WRITTEN INSTRUCTION:
Copy out the material word for word, from the line that contains "point: blurred background" through the end of the material.

>> start DATASET RECORDS

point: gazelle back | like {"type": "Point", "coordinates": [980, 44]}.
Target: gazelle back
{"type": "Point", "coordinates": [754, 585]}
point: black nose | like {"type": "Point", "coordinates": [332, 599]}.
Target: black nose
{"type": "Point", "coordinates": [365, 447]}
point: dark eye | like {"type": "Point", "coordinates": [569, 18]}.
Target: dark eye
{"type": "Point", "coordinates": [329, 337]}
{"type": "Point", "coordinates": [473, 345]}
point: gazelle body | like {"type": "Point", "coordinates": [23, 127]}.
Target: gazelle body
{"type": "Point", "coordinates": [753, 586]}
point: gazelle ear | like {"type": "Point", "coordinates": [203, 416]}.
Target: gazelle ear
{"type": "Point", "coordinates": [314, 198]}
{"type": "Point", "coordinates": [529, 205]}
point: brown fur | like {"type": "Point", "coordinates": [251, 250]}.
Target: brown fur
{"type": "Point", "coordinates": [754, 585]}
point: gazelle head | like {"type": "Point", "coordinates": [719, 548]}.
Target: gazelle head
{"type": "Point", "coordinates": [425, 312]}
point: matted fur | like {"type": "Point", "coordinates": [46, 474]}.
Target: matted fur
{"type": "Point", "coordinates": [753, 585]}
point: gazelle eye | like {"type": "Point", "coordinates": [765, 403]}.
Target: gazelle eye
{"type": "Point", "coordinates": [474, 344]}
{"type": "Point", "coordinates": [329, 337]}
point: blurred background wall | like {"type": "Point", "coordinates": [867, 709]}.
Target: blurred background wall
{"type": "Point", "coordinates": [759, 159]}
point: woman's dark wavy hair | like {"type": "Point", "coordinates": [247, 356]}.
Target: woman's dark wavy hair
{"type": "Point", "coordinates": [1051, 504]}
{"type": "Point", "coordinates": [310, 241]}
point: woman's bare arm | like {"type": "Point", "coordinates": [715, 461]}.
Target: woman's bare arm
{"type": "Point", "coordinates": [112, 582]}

>> end DATASET RECORDS

THE RESPONSE:
point: blurred background wall | like {"type": "Point", "coordinates": [867, 709]}.
Target: blurred background wall
{"type": "Point", "coordinates": [759, 159]}
point: woman's dark wavy hair | like {"type": "Point", "coordinates": [247, 356]}.
Target: woman's dark wavy hair
{"type": "Point", "coordinates": [1051, 504]}
{"type": "Point", "coordinates": [310, 241]}
point: woman's bare arm | like {"type": "Point", "coordinates": [715, 461]}.
Target: woman's bare arm
{"type": "Point", "coordinates": [112, 582]}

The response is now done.